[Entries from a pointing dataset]
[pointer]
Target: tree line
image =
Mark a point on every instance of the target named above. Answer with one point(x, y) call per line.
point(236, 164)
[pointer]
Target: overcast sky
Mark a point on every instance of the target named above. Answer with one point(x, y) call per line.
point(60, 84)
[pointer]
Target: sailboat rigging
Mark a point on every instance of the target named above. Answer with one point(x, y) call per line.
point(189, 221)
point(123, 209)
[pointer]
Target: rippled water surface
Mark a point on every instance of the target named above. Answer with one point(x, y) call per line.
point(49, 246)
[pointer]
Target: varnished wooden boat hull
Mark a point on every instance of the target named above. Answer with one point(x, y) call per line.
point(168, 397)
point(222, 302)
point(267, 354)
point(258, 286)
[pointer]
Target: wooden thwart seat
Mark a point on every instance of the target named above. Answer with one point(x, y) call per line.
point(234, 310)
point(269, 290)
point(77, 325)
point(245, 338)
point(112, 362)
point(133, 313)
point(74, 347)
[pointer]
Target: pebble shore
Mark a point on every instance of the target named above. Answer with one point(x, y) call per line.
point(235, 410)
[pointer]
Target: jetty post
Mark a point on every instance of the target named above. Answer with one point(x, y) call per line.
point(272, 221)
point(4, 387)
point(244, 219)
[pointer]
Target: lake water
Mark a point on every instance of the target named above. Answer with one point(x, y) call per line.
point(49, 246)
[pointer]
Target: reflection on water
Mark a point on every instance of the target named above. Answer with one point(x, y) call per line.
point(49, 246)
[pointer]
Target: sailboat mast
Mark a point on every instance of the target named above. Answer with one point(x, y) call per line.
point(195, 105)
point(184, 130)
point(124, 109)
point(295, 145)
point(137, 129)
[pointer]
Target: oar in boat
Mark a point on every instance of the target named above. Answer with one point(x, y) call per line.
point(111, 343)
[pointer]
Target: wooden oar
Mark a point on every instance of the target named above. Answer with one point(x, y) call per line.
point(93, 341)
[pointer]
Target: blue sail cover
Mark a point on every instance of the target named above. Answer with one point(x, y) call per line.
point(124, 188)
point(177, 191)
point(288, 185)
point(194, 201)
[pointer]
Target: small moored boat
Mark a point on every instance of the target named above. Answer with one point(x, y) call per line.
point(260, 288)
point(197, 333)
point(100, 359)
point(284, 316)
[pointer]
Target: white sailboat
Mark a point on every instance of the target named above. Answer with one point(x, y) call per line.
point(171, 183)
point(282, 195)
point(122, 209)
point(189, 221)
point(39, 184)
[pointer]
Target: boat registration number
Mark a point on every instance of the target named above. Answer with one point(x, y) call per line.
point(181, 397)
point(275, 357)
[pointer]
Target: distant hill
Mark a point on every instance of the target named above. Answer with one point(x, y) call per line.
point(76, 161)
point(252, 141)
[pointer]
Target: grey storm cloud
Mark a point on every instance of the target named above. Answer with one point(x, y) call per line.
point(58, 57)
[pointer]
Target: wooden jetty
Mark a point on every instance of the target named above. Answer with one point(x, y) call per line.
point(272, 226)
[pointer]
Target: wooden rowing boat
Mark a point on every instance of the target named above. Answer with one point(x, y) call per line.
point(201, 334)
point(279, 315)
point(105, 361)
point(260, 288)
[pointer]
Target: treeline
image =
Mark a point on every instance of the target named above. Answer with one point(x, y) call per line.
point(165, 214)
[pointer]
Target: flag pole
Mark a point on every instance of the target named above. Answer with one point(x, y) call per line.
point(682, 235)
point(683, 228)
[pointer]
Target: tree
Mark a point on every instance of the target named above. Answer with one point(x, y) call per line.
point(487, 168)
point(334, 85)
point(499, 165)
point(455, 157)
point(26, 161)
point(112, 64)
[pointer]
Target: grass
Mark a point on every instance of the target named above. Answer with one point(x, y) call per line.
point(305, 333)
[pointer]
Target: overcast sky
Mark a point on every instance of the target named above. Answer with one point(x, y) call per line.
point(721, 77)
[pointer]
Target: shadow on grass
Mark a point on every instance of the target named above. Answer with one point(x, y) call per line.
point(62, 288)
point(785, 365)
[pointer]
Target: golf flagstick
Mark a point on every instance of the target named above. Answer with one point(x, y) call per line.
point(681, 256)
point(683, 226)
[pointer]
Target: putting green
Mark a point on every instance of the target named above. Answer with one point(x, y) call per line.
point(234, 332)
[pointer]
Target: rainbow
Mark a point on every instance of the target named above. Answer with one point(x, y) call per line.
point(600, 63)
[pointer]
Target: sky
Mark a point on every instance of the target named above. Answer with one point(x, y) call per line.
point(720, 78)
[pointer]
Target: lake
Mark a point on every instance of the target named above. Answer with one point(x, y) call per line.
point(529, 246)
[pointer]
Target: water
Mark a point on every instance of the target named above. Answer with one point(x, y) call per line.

AIM OF THE TASK:
Rewrite every line from the start of the records through the line holding "point(60, 84)", inclusive, keeping the requests unchanged but scaling each point coordinate by 1.6 and rounding to whole numbers, with halves rounded up.

THE ANSWER:
[pointer]
Target: tree line
image =
Mark a point on every instance of the target named above. Answer with one point(x, y) call per line.
point(378, 262)
[pointer]
Target: overcast sky
Mark a point on every instance of the target named above. Answer with one point(x, y) call per line.
point(96, 134)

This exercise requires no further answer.